----- SUPPLIED ENTRIES -----

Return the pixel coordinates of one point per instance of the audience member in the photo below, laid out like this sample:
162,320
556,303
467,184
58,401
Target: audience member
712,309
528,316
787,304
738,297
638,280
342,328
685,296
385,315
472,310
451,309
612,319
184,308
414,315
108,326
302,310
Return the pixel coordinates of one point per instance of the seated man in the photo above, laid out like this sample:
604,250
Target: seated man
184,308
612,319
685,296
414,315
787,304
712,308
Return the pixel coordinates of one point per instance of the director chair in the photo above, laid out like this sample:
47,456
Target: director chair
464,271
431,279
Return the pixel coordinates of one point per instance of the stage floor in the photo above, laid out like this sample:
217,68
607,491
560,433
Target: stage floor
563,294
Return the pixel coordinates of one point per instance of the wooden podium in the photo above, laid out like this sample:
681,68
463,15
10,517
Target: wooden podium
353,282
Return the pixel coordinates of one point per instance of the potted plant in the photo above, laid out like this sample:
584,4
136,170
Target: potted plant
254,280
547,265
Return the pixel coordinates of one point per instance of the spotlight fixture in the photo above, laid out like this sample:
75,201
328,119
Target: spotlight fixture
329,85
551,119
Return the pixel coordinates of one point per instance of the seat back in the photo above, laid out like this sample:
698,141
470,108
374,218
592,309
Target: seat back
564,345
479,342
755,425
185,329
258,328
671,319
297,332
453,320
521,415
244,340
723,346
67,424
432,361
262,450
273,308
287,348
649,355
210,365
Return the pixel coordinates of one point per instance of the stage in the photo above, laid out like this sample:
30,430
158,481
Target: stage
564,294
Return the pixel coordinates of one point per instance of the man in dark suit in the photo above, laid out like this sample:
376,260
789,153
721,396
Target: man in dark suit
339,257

-----

WHAT IS REQUIRED: The data above should be duplicated exactly and completely.

ANSWER SPACE:
Return the pixel coordinates of one point per instance of the audience member in the photo below, laid out like this sample:
162,320
556,303
467,184
58,401
Target: audience member
712,309
528,316
787,304
738,297
638,280
342,328
685,296
385,315
472,310
451,309
612,319
184,308
414,315
108,326
302,310
Return the pixel coordinates of one point per instance of the seated man in the photo above, laid out like this sample:
604,250
Target: seated man
184,308
612,319
685,296
414,315
787,304
712,308
Return the pixel coordinates of one point per instance of the director chair in the photo above, laid out like this sample:
47,456
Target: director chair
464,271
431,279
Return the pixel coordinates of one point per instance of the stage floor in the photo above, laid out like this sample:
217,68
607,491
560,433
Target: stage floor
563,294
Return the pixel coordinates of one point per instance of the wooden podium in the photo above, laid out like this sample:
681,68
463,15
10,517
Target: wooden podium
353,282
Return the pixel coordinates of one point per instance of the potted plant in the photo above, laid out like this sample:
584,4
136,170
Target: potted plant
254,280
547,265
Return the pixel coordinates of one point per instance of the spotlight fixture in the photo above, laid out like this sample:
75,201
328,119
Target: spotlight fixture
329,85
551,119
Return the pixel coordinates of one point per instance of the seat back in the photo above, laid out like this sample:
698,141
470,108
374,218
592,309
Target: seat back
564,345
479,342
755,425
185,329
258,328
671,319
297,332
453,320
521,415
244,340
723,346
67,424
432,361
262,450
273,308
287,348
649,355
210,365
Return the pixel coordinates of one point per instance of the stage in the photo above, laid out like this sample:
30,430
158,481
Target: stage
564,294
Return the pixel coordinates of one point per instance of the man in dark suit in the photo above, laid out like this sample:
376,260
789,153
721,396
Target: man in dark suit
339,257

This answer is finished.